Passage to read
*****

The total still due on the customer's **finalized** invoices that are not yet fully paid, including partially paid and failed ones. This is the only component that pushes the balance towards "owing".

Draft, voided, fully paid, and refunded invoices are not counted, and an invoice with a payment in progress is excluded until that payment settles or fails.

### Credit notes

The total of [credit notes](../invoices/refunds) issued to the customer that have not yet been refunded or applied to an invoice. Once a credit note is applied to an invoice, it reduces that invoice's amount due, so it is never counted twice.

### Wallet credit

The customer's available [prepaid wallet balance](../wallets/balance). A wallet balance only ever increases credit; it is never treated as negative.

## A worked example

| Component            | Amount     |
| -------------------- | ---------- |
| Outstanding invoices | 10,000     |
| Credit notes         | 3,000      |
| Wallet credit        | 1,500      |
| **Balance**          | **−5,500** |

`3,000 + 1,500 − 10,000 = −5,500` → the customer **owes 5,500**.

If the same customer instead had no outstanding invoices, the balance would be `3,000 + 1,500 = +4,500`, meaning they are **4,500 in credit**.

## The currency shown on the card

The balance card always shows the figure in the **customer's own currency** (the currency set on the customer record), with no conversion.

*****

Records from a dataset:
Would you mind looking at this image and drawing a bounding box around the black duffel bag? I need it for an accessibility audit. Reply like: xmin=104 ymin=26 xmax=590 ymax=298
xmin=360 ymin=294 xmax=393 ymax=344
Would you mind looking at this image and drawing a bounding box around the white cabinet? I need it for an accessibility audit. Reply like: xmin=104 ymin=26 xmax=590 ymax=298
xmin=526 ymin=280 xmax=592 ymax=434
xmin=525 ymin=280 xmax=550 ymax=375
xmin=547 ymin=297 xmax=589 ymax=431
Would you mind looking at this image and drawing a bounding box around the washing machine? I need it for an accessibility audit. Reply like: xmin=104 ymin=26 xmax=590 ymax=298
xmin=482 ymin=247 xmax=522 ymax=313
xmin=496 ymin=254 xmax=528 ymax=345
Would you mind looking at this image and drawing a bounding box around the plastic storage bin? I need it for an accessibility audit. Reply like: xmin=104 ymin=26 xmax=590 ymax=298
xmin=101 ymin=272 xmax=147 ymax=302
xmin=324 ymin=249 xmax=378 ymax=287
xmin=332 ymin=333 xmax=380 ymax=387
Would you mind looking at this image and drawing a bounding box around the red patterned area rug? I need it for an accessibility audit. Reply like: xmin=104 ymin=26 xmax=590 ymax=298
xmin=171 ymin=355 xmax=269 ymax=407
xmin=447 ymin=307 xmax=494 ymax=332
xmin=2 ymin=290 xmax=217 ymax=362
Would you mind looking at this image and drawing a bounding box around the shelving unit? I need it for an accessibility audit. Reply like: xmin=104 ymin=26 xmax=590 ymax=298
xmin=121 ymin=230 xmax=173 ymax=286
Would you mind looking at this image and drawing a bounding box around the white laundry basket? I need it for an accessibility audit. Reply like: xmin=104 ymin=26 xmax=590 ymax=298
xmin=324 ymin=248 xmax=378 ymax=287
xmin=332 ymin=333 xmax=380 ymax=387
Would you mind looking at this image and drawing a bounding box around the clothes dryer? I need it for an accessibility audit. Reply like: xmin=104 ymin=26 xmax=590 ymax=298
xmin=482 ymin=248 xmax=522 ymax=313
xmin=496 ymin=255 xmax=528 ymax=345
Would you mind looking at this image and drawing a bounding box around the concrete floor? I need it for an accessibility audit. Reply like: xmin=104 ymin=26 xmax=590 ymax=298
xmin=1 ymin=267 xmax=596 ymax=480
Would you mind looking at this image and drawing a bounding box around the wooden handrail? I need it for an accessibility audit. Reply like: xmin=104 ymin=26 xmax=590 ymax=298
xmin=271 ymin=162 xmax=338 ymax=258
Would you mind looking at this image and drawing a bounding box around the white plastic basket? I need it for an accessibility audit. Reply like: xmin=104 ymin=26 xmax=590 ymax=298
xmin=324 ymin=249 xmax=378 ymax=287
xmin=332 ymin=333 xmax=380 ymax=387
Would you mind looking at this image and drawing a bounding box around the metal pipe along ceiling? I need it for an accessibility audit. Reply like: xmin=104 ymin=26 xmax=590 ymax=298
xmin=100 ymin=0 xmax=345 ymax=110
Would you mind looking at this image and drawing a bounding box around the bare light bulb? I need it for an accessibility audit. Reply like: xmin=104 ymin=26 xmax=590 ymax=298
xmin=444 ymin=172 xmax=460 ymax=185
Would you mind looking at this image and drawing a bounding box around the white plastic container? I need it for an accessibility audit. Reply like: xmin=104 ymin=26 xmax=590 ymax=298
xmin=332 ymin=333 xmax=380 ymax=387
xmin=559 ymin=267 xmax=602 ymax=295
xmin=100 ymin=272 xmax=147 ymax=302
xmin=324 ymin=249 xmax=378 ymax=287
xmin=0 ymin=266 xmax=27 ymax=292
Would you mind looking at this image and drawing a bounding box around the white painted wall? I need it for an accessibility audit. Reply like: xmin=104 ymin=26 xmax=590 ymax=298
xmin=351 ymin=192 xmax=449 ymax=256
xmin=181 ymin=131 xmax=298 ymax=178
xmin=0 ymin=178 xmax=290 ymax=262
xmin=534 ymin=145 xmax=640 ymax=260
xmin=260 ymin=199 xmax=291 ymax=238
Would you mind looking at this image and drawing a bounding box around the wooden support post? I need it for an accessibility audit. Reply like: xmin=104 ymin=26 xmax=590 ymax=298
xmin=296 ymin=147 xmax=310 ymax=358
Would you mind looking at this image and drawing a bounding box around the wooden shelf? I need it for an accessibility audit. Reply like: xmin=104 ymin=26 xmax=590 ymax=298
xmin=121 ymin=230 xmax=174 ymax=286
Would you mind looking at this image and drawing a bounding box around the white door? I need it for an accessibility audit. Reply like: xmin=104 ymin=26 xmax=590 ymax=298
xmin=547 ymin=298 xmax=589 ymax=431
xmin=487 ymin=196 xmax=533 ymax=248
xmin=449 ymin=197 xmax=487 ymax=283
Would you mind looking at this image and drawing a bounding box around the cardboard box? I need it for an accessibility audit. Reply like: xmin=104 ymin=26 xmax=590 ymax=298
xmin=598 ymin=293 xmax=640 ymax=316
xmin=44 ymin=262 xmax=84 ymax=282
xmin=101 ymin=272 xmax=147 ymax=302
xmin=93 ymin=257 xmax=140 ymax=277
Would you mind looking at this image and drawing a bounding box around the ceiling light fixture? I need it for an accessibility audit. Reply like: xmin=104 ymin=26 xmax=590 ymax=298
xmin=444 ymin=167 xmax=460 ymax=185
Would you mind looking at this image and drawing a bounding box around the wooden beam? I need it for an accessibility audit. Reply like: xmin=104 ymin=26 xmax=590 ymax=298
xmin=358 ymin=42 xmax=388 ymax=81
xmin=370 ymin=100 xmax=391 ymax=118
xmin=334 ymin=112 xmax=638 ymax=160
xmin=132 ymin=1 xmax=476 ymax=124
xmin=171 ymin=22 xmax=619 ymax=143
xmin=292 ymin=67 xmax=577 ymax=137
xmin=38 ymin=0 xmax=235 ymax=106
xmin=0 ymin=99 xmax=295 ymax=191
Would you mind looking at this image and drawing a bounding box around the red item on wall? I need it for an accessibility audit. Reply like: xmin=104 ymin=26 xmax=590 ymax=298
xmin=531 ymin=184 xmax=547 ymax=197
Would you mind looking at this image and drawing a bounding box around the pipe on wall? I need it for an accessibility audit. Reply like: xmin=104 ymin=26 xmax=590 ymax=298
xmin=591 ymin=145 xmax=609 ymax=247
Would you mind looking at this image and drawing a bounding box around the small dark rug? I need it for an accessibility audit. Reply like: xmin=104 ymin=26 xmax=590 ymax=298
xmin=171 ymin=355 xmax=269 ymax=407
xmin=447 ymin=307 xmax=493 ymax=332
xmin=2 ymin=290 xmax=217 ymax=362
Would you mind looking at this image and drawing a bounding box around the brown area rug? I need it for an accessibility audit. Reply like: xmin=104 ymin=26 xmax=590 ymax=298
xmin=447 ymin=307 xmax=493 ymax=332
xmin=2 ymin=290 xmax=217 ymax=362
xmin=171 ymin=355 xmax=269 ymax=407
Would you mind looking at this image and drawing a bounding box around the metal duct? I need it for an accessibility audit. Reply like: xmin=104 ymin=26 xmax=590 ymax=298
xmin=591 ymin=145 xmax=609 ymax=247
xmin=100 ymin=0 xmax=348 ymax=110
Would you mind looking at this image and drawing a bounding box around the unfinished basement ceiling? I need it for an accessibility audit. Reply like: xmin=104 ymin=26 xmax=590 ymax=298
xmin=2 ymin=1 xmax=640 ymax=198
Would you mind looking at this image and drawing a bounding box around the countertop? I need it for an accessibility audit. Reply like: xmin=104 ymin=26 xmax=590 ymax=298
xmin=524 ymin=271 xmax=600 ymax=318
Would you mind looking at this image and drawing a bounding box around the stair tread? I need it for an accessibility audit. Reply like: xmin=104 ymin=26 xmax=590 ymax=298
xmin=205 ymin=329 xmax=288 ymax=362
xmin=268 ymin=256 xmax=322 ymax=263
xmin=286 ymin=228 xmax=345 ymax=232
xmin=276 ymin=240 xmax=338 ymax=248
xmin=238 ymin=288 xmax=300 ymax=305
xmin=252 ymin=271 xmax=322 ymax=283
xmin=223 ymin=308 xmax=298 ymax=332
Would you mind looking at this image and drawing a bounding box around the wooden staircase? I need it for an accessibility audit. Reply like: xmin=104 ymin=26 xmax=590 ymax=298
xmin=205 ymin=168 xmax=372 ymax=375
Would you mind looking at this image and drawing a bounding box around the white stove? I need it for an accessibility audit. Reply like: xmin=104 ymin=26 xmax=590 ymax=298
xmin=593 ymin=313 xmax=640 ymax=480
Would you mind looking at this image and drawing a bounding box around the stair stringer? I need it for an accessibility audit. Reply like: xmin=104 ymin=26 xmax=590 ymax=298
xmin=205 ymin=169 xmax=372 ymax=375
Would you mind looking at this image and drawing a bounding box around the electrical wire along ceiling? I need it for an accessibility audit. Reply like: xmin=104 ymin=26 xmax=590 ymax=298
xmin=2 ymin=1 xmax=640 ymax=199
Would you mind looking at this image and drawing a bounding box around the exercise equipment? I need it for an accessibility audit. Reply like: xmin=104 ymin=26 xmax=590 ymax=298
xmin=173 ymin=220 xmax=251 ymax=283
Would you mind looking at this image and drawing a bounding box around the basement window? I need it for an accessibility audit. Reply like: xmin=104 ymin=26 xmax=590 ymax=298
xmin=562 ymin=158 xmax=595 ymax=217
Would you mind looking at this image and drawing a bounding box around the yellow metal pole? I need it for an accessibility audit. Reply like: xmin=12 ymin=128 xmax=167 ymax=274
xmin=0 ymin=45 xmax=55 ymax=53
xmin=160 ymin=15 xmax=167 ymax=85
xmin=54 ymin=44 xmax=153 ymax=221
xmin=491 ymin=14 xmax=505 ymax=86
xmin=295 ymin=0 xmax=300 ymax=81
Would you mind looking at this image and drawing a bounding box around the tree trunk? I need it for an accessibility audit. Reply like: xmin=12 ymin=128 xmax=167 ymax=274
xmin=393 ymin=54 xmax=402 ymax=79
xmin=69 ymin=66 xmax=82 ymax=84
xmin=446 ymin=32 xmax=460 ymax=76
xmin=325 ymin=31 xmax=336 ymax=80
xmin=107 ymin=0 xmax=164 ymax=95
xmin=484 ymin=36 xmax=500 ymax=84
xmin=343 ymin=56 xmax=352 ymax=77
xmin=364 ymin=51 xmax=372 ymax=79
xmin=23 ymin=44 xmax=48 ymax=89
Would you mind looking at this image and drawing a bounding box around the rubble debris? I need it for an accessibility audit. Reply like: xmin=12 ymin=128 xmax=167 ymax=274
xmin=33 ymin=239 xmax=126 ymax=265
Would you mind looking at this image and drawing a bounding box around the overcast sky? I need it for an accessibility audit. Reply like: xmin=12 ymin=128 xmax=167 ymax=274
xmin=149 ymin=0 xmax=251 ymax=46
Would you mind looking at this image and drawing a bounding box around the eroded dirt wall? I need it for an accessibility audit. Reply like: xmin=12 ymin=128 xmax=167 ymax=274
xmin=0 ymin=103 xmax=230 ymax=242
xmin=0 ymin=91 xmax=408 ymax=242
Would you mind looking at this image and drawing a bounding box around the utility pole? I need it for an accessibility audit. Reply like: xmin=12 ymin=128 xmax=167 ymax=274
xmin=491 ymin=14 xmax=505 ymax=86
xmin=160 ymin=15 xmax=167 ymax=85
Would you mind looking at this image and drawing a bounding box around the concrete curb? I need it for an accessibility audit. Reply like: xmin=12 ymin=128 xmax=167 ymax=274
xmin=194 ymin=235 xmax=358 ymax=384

*****

Things to do
1. Answer these questions about the customer balance passage:
(a) Which component is the only one that pushes the balance towards "owing"?
(b) What happens once a credit note is applied to an invoice?
(c) In which currency does the balance card show the figure?
2. Extend the customer balance passage, picking up after its final sentence about the currency shown on the card.

Answer set
1.
(a) Outstanding invoices: the total still due on the customer's finalized invoices that are not yet fully paid.
(b) It reduces that invoice's amount due, so it is never counted twice.
(c) In the customer's own currency (the currency set on the customer record), with no conversion.

2.
A customer can still have invoices, credit notes, or wallets in other currencies; Hyperline tracks each currency separately. The card reflects only the customer-currency balance, so activity in other currencies is not folded into the headline figure.

<Info>
  If a customer has no balance activity in their own currency (for example, all of their invoices are in a different currency), the amount shows as a dash (such as `- €`). The card colour and invoice-count tag still reflect their open invoices.
</Info>

## Organisations and child customers

For a parent customer in an [organisation](../customers/organisation-based), you can switch to the **aggregated view** to see the combined balance of the parent and all of its child customers, shown in the parent's currency.

Invoices that have already been consolidated onto the parent are counted once, so a charge is never double-counted across the parent and its children.